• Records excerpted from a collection
########

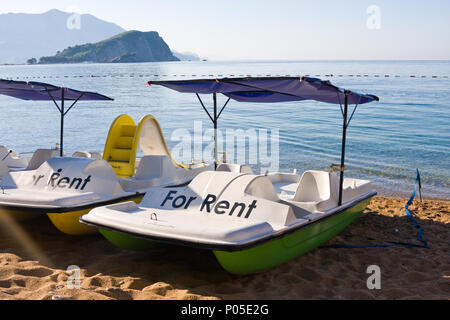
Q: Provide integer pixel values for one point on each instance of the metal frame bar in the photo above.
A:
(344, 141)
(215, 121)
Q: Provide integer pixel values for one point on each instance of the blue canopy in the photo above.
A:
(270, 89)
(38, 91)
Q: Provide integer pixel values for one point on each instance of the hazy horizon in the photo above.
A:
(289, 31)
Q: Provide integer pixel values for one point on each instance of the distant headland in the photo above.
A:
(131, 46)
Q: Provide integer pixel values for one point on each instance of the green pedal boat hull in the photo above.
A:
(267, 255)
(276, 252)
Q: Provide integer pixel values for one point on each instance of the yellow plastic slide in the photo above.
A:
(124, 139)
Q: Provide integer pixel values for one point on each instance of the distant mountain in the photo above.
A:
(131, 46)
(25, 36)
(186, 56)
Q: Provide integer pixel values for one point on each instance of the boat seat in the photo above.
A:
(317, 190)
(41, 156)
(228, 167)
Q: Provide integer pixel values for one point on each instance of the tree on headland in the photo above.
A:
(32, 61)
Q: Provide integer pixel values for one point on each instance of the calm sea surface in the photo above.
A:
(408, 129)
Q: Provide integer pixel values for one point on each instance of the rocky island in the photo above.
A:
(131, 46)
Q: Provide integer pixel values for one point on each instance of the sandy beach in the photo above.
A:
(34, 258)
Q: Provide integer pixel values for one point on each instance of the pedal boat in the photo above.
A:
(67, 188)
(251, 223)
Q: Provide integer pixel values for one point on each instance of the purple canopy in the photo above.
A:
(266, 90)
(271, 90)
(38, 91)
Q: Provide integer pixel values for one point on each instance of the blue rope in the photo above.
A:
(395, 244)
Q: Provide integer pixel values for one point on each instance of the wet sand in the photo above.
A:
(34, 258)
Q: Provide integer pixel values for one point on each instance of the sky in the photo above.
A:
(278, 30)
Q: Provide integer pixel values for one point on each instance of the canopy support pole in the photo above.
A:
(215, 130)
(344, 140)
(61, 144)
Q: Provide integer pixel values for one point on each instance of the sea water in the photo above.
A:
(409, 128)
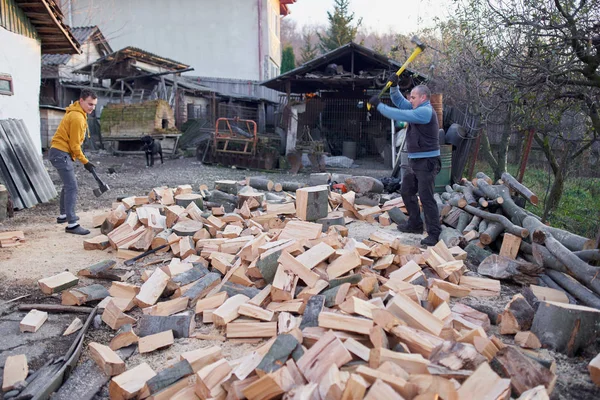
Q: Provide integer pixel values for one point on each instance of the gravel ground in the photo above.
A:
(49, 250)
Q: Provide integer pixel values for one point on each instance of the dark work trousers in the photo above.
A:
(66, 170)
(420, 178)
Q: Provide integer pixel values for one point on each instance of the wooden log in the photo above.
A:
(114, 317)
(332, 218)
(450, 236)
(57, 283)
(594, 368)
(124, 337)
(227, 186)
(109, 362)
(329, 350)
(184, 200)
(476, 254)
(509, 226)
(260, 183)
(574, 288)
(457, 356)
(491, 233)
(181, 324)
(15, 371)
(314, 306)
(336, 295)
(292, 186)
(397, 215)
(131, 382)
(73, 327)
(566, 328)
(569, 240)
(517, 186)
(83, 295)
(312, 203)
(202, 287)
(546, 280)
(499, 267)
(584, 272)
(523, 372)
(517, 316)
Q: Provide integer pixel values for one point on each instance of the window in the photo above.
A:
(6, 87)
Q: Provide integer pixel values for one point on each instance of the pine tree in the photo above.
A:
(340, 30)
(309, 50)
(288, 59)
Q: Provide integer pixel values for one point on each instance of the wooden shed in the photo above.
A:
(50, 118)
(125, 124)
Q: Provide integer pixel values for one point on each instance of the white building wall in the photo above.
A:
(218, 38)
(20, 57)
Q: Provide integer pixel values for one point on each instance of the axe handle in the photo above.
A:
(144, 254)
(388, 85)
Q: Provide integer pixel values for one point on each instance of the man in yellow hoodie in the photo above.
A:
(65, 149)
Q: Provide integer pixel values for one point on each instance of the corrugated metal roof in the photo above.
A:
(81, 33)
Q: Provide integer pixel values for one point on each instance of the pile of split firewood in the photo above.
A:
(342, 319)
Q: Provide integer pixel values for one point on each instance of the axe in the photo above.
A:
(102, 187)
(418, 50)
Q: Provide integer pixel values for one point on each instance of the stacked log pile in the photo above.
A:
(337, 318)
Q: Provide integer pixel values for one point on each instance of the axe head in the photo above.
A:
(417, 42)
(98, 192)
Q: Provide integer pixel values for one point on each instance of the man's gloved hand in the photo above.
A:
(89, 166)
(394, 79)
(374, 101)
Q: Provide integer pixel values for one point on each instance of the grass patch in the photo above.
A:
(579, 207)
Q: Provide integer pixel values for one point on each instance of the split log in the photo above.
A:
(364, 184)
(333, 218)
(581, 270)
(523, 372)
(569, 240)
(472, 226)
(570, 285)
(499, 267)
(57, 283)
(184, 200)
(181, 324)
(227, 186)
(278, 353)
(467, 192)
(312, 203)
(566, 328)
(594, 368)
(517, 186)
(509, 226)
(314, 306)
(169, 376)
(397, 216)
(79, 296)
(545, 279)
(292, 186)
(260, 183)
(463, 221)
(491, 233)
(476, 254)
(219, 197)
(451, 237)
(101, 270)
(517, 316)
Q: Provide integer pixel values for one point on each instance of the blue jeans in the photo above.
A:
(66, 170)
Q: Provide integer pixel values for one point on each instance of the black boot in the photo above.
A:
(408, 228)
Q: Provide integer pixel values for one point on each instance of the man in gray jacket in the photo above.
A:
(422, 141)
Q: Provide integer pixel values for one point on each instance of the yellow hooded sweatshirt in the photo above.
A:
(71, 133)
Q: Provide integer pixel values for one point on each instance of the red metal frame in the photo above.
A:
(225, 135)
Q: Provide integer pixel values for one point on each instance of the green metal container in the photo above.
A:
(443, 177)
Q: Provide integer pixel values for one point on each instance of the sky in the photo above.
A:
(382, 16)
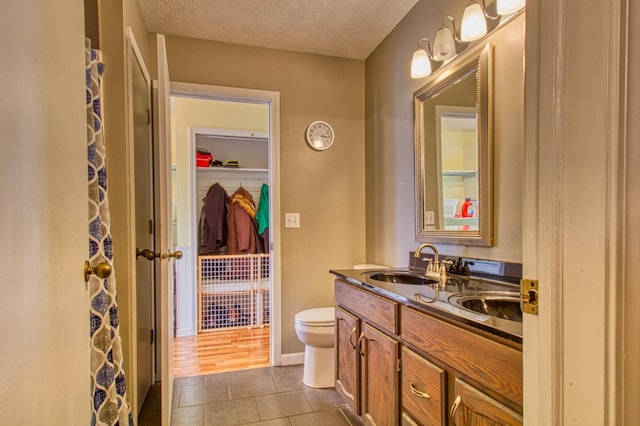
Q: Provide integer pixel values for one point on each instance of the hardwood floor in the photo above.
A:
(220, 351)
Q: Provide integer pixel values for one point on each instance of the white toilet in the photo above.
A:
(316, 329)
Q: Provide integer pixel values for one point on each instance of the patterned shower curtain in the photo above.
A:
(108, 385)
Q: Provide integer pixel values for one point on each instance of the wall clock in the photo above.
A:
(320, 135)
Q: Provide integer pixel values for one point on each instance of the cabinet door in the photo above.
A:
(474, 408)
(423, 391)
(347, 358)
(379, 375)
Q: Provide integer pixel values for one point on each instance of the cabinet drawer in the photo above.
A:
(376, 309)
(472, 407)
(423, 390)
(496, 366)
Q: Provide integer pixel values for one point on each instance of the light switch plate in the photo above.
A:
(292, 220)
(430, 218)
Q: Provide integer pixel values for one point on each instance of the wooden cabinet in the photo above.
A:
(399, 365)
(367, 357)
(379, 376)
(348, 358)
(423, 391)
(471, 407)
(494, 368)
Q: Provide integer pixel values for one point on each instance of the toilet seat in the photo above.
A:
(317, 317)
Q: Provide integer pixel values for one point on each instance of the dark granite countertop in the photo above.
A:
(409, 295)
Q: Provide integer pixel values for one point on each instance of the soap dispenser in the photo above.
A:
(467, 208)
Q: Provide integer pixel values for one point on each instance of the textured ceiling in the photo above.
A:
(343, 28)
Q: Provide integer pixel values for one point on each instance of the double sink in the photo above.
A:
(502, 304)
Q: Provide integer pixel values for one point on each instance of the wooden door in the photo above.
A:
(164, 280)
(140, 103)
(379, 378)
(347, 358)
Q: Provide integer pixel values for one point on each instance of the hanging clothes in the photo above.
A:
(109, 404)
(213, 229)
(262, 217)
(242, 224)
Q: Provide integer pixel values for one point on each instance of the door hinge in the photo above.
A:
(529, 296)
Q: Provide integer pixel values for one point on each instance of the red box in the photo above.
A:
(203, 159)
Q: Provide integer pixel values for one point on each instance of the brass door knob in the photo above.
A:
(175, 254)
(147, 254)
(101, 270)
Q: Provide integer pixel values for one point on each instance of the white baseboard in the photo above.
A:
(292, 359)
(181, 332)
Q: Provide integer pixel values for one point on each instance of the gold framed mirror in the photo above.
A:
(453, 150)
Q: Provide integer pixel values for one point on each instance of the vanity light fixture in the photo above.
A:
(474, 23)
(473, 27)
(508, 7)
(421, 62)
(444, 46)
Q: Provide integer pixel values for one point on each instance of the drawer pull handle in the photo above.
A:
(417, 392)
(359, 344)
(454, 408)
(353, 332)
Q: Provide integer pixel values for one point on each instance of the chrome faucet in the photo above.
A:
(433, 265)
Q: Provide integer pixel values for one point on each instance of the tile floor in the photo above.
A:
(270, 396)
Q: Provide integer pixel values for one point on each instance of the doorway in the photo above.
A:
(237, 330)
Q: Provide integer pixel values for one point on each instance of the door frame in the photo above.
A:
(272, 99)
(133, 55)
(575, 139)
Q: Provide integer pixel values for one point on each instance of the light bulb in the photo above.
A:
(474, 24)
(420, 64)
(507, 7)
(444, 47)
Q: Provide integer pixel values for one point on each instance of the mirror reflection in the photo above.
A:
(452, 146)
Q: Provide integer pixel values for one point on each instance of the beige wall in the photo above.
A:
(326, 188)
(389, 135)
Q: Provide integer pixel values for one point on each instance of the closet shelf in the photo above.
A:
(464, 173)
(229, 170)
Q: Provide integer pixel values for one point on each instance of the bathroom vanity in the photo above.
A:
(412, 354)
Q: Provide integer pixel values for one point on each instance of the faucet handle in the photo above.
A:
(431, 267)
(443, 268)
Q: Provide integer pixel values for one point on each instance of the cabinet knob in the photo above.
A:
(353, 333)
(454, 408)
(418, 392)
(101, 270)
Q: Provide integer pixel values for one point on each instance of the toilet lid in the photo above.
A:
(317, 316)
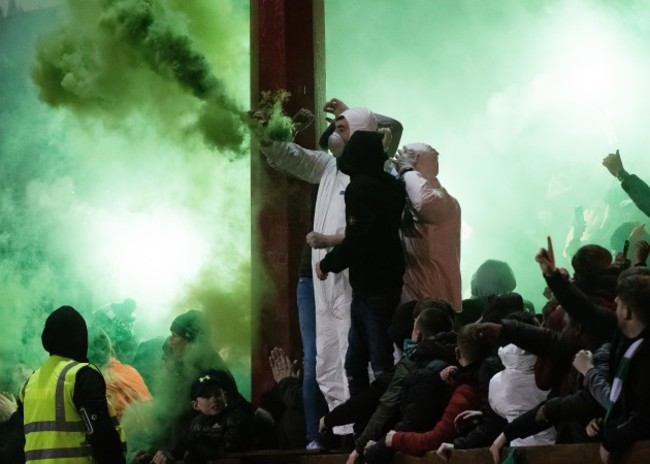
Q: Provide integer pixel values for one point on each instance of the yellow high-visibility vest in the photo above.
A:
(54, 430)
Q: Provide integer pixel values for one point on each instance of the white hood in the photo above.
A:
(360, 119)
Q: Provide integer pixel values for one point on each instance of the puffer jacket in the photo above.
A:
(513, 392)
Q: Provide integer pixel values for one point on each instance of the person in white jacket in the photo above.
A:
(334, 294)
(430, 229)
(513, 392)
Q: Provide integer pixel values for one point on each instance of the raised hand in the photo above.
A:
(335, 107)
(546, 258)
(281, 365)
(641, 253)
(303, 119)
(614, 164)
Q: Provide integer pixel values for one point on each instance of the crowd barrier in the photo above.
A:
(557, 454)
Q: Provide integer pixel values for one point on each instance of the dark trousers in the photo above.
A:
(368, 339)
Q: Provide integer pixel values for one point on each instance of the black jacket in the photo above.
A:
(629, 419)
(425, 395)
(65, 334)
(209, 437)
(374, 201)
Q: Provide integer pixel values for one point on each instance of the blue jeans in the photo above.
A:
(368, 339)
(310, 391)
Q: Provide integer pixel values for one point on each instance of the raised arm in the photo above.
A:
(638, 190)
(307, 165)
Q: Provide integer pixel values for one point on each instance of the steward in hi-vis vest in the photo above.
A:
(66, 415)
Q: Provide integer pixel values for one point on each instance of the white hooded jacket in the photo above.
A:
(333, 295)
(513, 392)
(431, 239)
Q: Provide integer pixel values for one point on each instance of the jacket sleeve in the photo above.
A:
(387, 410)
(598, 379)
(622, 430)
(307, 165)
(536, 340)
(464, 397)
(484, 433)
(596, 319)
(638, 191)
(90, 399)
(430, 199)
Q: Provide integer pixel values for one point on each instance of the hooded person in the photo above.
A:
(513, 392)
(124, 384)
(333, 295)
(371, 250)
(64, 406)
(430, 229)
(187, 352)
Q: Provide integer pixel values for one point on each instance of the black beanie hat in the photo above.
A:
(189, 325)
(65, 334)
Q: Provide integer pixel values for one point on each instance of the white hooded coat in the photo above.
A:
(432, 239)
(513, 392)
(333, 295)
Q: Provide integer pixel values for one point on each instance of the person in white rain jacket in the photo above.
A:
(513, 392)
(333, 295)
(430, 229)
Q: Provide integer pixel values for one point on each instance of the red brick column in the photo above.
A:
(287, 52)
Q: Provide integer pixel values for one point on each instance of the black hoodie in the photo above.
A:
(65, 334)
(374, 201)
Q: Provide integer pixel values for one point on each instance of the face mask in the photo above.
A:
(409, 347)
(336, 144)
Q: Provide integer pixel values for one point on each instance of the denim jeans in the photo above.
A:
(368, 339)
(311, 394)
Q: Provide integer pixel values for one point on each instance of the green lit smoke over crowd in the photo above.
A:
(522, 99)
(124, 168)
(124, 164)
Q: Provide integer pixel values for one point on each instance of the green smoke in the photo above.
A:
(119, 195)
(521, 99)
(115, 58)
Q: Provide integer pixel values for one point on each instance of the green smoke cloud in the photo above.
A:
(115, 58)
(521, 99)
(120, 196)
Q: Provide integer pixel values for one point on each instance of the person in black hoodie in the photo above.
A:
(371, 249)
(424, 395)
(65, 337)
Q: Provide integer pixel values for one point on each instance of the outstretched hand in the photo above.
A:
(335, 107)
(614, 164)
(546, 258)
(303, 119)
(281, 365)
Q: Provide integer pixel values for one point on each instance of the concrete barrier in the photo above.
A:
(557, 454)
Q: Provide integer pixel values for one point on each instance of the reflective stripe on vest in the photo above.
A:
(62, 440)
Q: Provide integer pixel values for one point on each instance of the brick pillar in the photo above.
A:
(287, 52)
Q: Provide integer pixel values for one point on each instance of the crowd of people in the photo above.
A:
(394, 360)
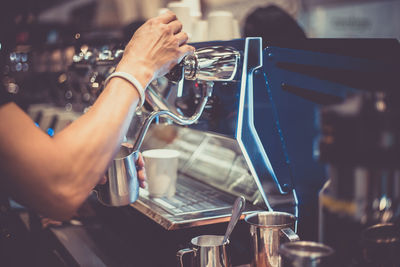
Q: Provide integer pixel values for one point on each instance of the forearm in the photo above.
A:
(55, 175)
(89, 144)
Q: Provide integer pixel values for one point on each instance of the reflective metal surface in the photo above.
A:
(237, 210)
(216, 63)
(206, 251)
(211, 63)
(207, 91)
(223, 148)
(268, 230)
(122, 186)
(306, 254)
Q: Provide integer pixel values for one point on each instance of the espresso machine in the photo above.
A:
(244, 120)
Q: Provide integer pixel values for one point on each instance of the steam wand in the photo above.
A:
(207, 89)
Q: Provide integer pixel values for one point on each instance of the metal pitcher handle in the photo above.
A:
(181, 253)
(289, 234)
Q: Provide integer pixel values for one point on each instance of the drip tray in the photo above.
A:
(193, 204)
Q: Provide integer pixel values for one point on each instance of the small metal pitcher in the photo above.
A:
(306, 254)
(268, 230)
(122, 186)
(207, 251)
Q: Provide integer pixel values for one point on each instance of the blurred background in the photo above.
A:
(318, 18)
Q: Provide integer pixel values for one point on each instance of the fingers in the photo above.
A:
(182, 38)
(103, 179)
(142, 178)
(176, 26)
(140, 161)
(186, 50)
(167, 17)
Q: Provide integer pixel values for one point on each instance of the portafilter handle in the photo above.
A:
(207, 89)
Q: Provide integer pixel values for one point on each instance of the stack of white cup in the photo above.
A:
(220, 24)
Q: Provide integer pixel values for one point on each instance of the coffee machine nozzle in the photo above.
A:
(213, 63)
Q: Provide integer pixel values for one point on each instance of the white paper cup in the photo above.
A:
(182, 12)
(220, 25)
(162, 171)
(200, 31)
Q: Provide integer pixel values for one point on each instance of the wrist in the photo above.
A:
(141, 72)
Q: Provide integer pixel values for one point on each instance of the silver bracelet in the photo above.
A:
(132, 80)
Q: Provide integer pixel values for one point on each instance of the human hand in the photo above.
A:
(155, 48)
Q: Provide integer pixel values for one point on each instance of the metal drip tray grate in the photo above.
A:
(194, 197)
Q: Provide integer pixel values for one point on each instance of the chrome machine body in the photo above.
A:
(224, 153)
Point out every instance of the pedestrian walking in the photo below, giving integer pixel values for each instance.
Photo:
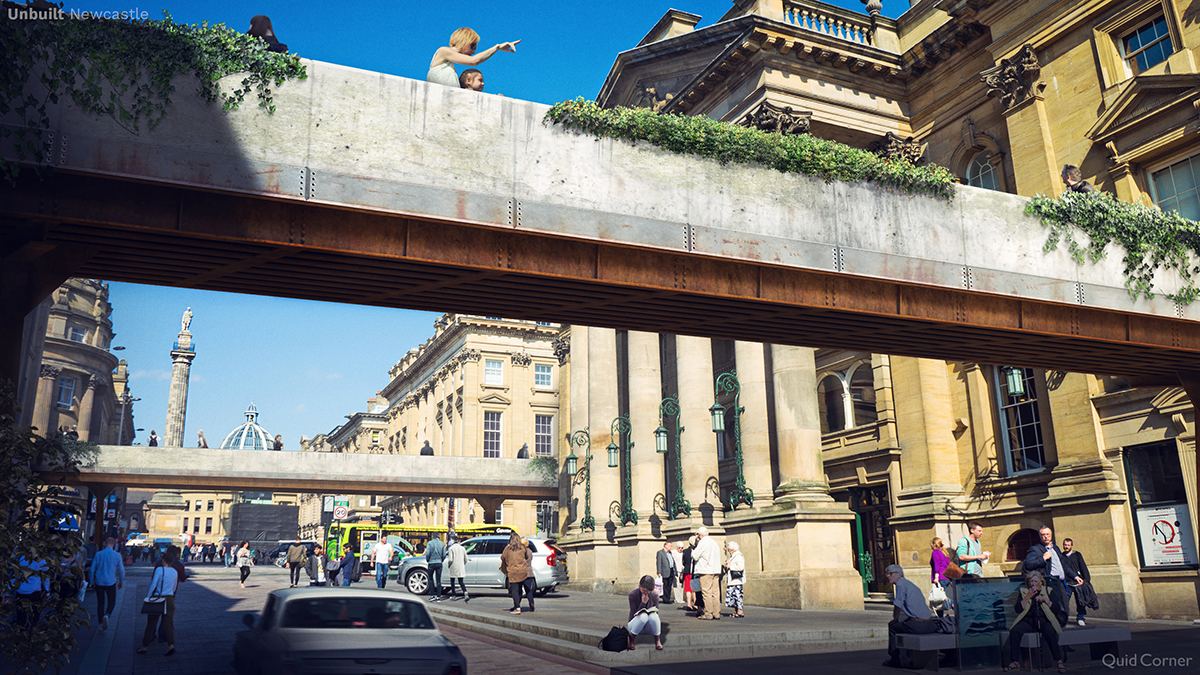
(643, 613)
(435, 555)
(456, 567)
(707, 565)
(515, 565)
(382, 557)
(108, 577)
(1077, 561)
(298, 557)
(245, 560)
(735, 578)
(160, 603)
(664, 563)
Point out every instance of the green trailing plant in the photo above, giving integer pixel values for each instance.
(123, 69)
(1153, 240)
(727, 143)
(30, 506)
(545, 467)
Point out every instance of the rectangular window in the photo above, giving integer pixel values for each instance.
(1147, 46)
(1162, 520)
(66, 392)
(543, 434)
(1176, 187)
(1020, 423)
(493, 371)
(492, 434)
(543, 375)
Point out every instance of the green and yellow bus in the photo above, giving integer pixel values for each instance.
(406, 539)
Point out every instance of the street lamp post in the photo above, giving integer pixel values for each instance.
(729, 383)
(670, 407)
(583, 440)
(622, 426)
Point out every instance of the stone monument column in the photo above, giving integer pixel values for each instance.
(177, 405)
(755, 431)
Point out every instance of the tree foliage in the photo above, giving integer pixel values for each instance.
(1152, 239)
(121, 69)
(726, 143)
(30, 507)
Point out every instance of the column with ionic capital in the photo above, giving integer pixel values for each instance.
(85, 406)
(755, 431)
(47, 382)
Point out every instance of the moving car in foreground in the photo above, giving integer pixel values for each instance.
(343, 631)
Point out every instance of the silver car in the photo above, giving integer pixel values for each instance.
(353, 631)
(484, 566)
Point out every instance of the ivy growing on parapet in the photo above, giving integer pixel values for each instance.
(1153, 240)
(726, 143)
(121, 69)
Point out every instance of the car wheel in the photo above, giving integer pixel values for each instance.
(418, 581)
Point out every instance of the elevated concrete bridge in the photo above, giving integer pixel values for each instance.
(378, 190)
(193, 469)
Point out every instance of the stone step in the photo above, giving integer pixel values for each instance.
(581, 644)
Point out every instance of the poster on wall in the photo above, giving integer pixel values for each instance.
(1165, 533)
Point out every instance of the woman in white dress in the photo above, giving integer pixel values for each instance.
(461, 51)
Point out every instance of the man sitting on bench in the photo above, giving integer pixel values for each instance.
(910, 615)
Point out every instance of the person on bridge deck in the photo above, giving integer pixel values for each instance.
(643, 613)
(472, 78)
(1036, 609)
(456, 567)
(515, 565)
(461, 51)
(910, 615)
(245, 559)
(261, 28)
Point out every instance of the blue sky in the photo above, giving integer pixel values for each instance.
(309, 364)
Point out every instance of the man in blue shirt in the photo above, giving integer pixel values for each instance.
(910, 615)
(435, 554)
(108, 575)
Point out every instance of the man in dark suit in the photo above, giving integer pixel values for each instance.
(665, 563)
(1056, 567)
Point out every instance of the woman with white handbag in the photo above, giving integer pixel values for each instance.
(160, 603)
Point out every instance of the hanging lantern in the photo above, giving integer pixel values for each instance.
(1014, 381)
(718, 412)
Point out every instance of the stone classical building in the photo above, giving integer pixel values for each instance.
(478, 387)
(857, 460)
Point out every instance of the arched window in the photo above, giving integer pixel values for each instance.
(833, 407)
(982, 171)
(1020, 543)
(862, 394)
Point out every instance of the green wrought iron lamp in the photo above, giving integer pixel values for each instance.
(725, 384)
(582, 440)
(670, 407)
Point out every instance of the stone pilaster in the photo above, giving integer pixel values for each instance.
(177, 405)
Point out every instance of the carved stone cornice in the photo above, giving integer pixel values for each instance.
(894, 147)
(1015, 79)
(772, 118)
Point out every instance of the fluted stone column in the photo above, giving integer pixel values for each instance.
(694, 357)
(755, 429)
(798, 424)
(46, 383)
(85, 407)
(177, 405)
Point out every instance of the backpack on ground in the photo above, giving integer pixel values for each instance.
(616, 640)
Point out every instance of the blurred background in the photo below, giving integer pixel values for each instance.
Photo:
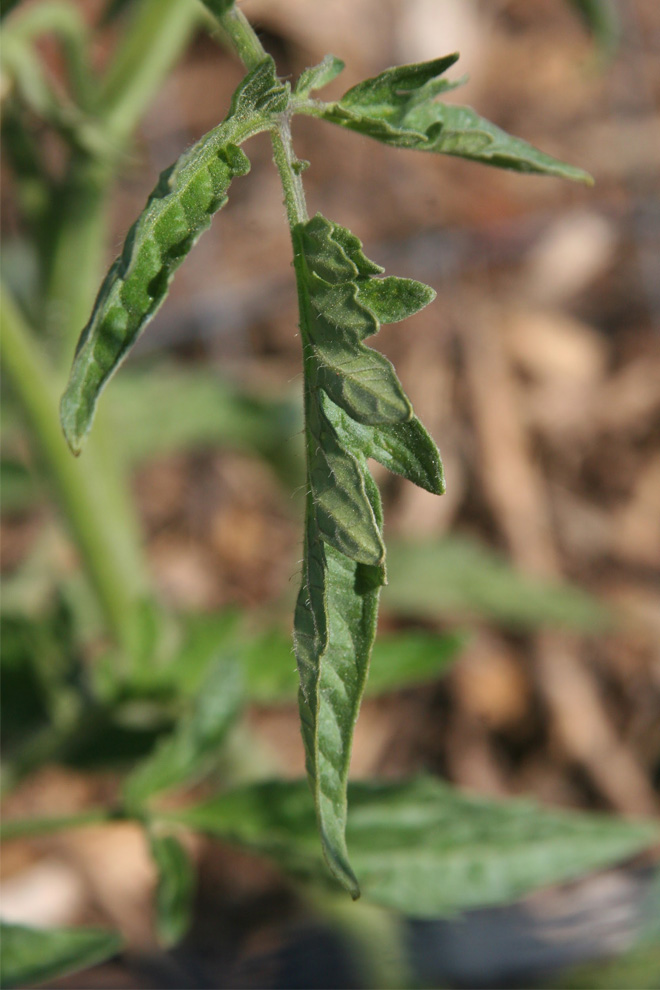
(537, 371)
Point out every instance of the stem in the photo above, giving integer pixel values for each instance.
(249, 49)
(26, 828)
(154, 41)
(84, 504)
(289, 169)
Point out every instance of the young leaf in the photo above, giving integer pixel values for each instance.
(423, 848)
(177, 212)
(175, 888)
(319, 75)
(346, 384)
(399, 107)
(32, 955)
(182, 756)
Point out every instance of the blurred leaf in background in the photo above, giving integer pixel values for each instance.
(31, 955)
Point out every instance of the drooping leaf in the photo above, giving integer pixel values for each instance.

########

• TRY IT
The number of lines in the entries holding the word "pitcher" is what is needed. Supply that number only.

• ANSWER SECTION
2